> [TÂCHES À ACCOMPLIR]
1. Recopiez le passage du texte sur le climat de la fin du XVIe siècle, en commençant à « Il est intéressant » et en terminant à « causalités simplistes ! ».
2. Prolongez le texte sur le climat de la fin du XVIe siècle au-delà de sa dernière phrase.

> [TEXTE À LIRE]
▬▬▬

Au cours des grands hivers de 1599-1600 et de 1600-1601, la République de Berne doit interdire la chasse des lièvres de neige et des oiseaux. Christian Pfister a par ailleurs diagnostiqué un régime de basses pressions sea level pressure pendant les étés de 1585 à 1597, inférieures à celles de la période de référence (1901-1998), elle-même incidemment plus tiède. Malgré l’été chaud de 1590, les étés de 1585 à 1597 sont plus frais de 0,6 °C, et marqués par davantage d’inondations que ceux du XXe siècle. Plus généralement, les températures moyennes de la période 1560-1600, calculées par Pfister, Luterba- cher et Brâzdil, seraient inférieures de 0,5 °C aux moyennes annuelles de la période de référence 1901-1960 : l’hiver connaîtrait une température inférieure de 0,5 °C et le printemps de 0,3 °C à 0,8 °C par rapport à ces moyennes. Le dernier quart estival du siècle (1577-1597) se situerait à 0,4 °C en dessous de la période de référence. Ce n’est pas tant la fraîcheur grosso modo de ces étés qui importe que les « chocs », c’est-à-dire les années spécialement froides, et l’excès spasmodique des précipitations.
Il est intéressant de noter que la chasse aux sorcières subit le contrecoup de l’hyper-PAG des années 1570-1630 : la gelée de printemps du 24 mai 1626 en Allemagne du Sud, avec (à Stuttgart) des grêlons de la taille d’une noix, et un vent glacial, a presque annihilé la récolte 1626 des futurs raisins et provoqué la chasse aux sorcières la plus odieuse et considérable qu’ait connue la région. Mais abstenons-nous de causalités simplistes !

▬▬▬

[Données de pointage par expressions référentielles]
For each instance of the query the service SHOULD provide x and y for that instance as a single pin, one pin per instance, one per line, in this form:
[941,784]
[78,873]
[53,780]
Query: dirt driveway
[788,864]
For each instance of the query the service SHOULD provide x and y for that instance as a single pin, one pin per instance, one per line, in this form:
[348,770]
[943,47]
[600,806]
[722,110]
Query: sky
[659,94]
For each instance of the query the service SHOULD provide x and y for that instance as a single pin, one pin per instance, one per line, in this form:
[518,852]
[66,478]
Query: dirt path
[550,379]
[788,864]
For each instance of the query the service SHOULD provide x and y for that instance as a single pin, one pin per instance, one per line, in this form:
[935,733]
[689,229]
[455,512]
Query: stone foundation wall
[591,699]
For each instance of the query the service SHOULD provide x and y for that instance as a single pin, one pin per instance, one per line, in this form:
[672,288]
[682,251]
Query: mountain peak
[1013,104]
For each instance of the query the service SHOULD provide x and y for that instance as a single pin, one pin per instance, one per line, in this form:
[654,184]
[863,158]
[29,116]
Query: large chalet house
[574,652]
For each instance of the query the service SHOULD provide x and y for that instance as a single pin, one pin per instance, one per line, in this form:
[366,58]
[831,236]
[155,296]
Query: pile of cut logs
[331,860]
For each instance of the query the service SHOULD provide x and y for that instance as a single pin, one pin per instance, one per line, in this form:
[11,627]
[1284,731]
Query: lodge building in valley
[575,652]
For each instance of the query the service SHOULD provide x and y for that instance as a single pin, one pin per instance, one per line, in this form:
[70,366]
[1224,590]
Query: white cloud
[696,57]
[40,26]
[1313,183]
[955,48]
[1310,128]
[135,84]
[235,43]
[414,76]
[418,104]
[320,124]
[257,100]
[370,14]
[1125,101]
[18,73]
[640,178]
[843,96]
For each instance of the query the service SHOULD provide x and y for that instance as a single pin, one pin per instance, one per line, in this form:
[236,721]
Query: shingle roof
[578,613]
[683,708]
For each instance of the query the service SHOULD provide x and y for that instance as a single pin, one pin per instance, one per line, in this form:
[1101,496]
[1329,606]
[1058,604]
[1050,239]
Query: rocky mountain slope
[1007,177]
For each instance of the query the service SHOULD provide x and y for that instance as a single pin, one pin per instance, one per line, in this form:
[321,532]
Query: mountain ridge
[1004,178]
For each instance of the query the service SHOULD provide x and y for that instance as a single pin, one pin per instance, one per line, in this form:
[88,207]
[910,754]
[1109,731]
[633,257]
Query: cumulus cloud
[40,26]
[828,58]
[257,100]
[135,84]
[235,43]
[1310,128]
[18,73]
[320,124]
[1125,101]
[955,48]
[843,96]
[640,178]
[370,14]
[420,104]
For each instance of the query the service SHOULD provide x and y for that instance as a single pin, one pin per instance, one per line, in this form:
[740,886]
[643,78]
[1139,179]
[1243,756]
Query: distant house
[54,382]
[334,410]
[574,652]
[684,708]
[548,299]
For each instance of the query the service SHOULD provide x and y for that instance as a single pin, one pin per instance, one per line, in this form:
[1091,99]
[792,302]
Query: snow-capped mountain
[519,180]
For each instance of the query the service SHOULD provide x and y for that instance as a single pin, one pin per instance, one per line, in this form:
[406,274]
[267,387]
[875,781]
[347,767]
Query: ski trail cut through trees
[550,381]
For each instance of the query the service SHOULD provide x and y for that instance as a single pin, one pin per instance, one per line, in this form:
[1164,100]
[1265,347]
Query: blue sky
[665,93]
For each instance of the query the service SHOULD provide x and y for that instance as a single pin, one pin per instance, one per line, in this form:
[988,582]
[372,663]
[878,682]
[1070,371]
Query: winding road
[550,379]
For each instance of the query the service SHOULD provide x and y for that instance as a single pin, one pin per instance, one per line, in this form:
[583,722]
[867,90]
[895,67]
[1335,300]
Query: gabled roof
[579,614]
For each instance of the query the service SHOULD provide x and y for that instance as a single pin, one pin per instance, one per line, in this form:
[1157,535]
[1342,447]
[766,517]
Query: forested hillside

▬▬▬

> [RÉPONSES FOURNIES]
1.
Il est intéressant de noter que la chasse aux sorcières subit le contrecoup de l’hyper-PAG des années 1570-1630 : la gelée de printemps du 24 mai 1626 en Allemagne du Sud, avec (à Stuttgart) des grêlons de la taille d’une noix, et un vent glacial, a presque annihilé la récolte 1626 des futurs raisins et provoqué la chasse aux sorcières la plus odieuse et considérable qu’ait connue la région. Mais abstenons-nous de causalités simplistes !

2.
La fin du xvie siècle s’est caractérisée de la sorte par une nouvelle poussée glaciaire, très sensible à partir de 1570 pour les glaciers de Chamonix et d’Aletsch. Le glacier d’Aletsch avance de 28 mètres par an entre 1581 et 1600 ; il gagnera donc 560 mètres, et puis encore 13 mètres par an entre 1600 et 1678. Les années froides et pluvieuses 1627-1628 fournissent également une contribution importante aux offensives de ces glaciers pour les trois décennies suivantes, par réduction de l’ablation glaciaire.
Parmi les causes de cet hyper-PAG, faut-il maintenir les activités volcaniques, avec leurs expectorations d’aérosols, y compris à lointaine distance (extra-continentale) de nos Alpes ? La décennie 1590 serait, à ce point de vue, significative, et plus excitée volcaniquement qu’en d’autres « décades ».